Aim of the task: Using the records below, locate all lines containing "bare" and return them.

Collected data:
▼
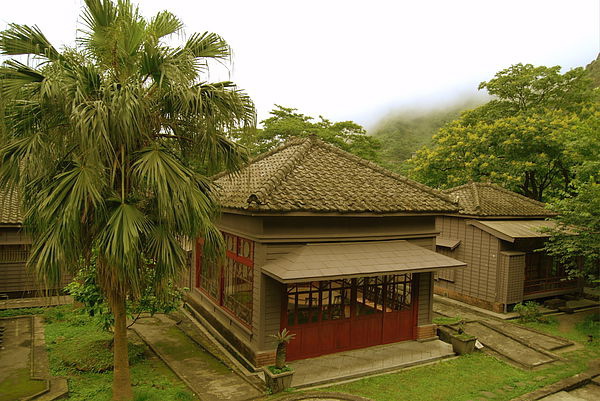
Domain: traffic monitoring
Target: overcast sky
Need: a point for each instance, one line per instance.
(359, 60)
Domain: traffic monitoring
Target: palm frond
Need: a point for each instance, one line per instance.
(15, 75)
(26, 40)
(207, 45)
(164, 24)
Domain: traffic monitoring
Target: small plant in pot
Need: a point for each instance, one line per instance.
(279, 376)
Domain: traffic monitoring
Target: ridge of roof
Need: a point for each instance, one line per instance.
(475, 189)
(386, 172)
(277, 178)
(476, 196)
(282, 180)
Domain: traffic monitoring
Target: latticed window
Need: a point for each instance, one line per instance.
(14, 253)
(230, 285)
(319, 301)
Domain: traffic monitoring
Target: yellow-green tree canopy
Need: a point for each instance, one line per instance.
(521, 139)
(286, 123)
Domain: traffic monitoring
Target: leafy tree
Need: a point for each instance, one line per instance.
(520, 139)
(85, 290)
(286, 123)
(403, 133)
(97, 140)
(575, 241)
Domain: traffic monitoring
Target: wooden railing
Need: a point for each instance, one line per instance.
(548, 284)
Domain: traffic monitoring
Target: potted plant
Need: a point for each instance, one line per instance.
(279, 376)
(463, 343)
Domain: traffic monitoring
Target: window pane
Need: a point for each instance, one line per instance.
(238, 290)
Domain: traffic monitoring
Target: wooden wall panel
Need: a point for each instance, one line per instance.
(479, 250)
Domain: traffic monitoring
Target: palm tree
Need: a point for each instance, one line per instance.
(101, 139)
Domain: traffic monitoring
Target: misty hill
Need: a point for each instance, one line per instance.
(593, 70)
(403, 132)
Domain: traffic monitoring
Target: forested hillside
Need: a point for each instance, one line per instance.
(403, 132)
(593, 70)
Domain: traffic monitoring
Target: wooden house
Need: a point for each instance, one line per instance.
(497, 232)
(14, 248)
(334, 248)
(15, 279)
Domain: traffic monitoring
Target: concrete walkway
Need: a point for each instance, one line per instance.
(367, 361)
(206, 376)
(519, 345)
(36, 302)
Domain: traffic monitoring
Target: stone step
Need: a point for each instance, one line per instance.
(59, 389)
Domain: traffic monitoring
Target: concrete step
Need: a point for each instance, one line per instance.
(59, 389)
(562, 396)
(508, 347)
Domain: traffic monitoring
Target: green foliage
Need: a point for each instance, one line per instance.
(523, 140)
(85, 290)
(465, 378)
(21, 312)
(95, 355)
(590, 326)
(152, 379)
(287, 123)
(284, 336)
(100, 140)
(402, 133)
(529, 312)
(575, 241)
(447, 320)
(593, 71)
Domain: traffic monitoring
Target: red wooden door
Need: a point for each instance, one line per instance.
(358, 327)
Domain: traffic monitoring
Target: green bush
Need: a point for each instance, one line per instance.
(21, 312)
(530, 312)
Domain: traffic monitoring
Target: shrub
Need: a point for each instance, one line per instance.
(530, 312)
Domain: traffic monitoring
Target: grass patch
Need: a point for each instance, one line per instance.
(18, 385)
(476, 375)
(447, 320)
(22, 312)
(179, 346)
(460, 379)
(66, 332)
(95, 355)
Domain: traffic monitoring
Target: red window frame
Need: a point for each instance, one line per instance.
(240, 250)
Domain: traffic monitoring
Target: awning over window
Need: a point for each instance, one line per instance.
(447, 243)
(314, 262)
(511, 230)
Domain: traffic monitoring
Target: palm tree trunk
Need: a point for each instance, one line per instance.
(121, 376)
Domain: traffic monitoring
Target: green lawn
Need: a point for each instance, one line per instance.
(479, 375)
(74, 339)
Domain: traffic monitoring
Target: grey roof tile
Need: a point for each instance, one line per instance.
(486, 199)
(310, 175)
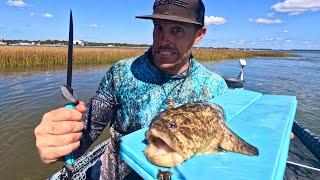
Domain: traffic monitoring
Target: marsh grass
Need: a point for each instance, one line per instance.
(17, 58)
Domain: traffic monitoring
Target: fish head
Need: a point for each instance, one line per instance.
(178, 133)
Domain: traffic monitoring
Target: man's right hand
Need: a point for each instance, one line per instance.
(59, 133)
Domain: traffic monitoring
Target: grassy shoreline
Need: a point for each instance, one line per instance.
(13, 58)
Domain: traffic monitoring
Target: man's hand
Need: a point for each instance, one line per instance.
(59, 133)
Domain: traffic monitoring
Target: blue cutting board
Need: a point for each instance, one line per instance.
(264, 121)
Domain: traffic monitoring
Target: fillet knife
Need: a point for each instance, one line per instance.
(66, 90)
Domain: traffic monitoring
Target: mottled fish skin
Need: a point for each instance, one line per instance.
(191, 129)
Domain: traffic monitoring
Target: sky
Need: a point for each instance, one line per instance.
(273, 24)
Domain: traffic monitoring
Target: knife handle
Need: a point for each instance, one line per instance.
(69, 159)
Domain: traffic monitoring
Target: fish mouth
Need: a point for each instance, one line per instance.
(161, 153)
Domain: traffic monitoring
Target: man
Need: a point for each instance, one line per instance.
(135, 90)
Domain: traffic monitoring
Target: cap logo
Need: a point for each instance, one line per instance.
(174, 2)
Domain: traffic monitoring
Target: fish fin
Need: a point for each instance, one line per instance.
(170, 103)
(232, 142)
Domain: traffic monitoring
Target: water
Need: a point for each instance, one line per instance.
(24, 97)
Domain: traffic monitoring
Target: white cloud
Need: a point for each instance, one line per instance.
(208, 20)
(16, 3)
(265, 21)
(47, 15)
(295, 7)
(93, 25)
(270, 14)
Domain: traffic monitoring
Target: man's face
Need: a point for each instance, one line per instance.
(172, 44)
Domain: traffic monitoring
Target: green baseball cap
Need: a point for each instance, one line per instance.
(189, 11)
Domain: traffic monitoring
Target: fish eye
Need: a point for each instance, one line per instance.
(172, 125)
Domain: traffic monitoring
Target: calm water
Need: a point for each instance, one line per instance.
(25, 97)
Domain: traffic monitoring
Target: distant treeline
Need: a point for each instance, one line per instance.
(62, 42)
(16, 58)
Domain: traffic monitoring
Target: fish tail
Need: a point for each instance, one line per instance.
(232, 142)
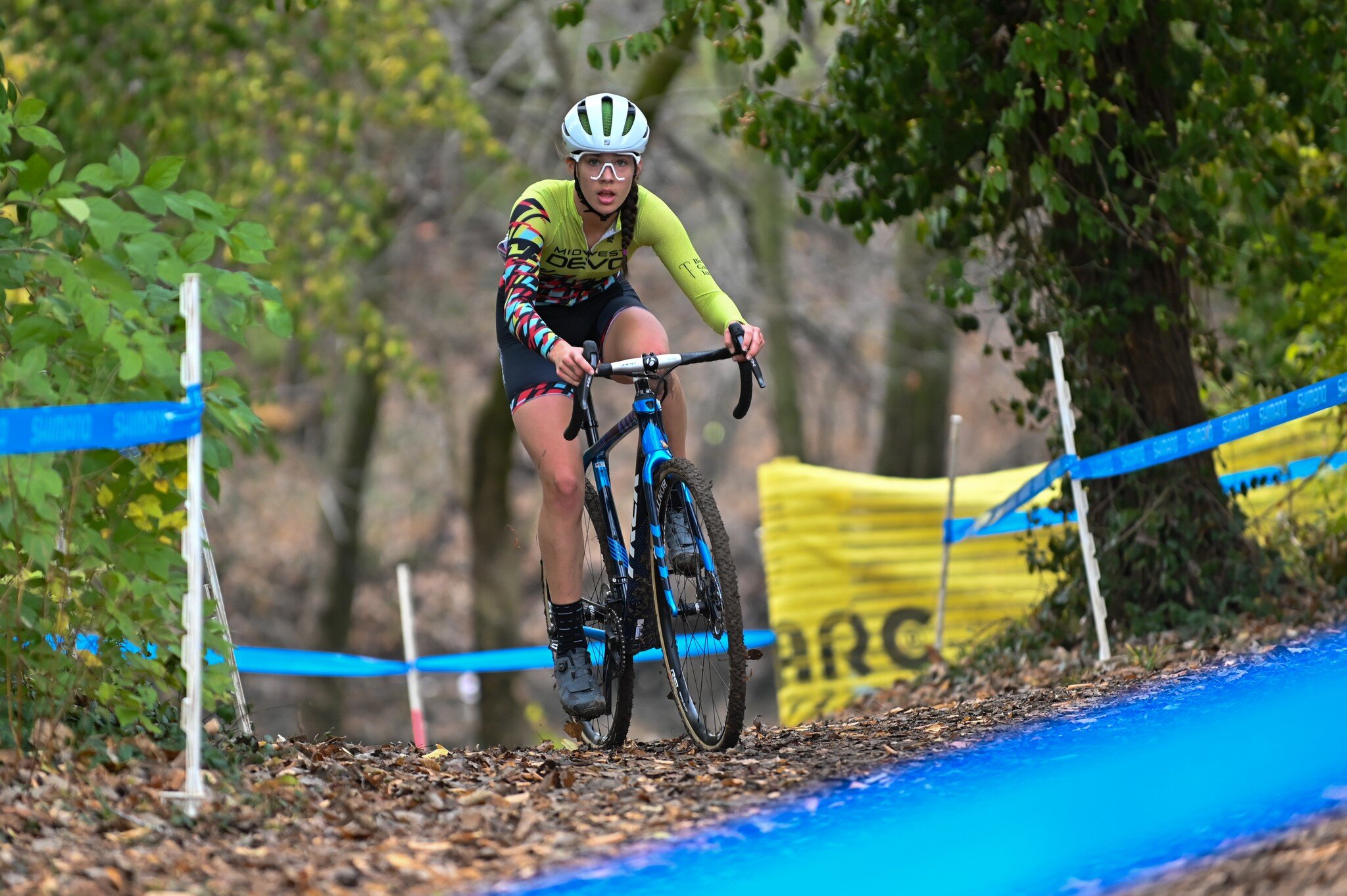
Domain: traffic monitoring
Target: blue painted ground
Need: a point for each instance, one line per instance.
(1077, 805)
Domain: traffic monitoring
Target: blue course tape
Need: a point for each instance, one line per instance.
(1234, 483)
(1182, 443)
(526, 658)
(274, 661)
(1025, 493)
(24, 431)
(279, 661)
(1082, 803)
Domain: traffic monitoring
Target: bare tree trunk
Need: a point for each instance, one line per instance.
(343, 501)
(919, 358)
(496, 569)
(770, 218)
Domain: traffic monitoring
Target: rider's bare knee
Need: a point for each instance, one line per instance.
(565, 490)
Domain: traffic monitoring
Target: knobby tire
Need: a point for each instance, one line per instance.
(713, 719)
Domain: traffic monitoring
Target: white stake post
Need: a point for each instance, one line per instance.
(951, 460)
(241, 716)
(193, 650)
(404, 605)
(1078, 494)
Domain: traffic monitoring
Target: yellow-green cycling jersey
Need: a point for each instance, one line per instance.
(549, 262)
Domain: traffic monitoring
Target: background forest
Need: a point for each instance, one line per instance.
(907, 195)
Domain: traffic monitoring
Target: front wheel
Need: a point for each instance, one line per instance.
(700, 625)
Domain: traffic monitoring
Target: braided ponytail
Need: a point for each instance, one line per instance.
(628, 213)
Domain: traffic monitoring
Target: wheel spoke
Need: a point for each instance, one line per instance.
(708, 669)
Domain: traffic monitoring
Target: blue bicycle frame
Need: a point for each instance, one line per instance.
(652, 452)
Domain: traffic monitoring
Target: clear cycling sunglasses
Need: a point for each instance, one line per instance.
(635, 158)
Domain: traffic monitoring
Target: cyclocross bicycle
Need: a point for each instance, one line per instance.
(695, 607)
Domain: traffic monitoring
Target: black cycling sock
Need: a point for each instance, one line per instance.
(569, 626)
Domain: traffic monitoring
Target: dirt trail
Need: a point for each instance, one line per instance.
(335, 817)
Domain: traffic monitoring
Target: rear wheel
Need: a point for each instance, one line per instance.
(702, 632)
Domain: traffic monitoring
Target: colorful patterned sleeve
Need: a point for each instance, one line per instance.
(523, 247)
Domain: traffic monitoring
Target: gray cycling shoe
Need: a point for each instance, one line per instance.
(682, 544)
(579, 692)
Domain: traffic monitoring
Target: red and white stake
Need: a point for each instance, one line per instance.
(404, 605)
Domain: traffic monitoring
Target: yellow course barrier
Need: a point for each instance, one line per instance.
(853, 563)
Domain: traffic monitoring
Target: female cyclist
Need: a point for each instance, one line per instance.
(565, 281)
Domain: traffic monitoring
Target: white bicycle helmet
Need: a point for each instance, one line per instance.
(605, 123)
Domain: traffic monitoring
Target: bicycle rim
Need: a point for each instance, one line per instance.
(704, 644)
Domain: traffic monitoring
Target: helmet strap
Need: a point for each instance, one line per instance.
(585, 202)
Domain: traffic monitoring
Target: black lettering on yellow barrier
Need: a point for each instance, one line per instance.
(793, 654)
(854, 657)
(892, 623)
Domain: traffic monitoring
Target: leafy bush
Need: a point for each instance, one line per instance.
(89, 541)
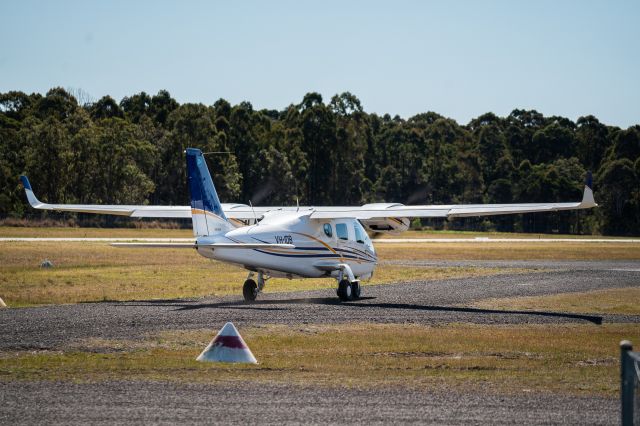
▲
Task solution:
Target: bare tree trunk
Target: rider's bare knee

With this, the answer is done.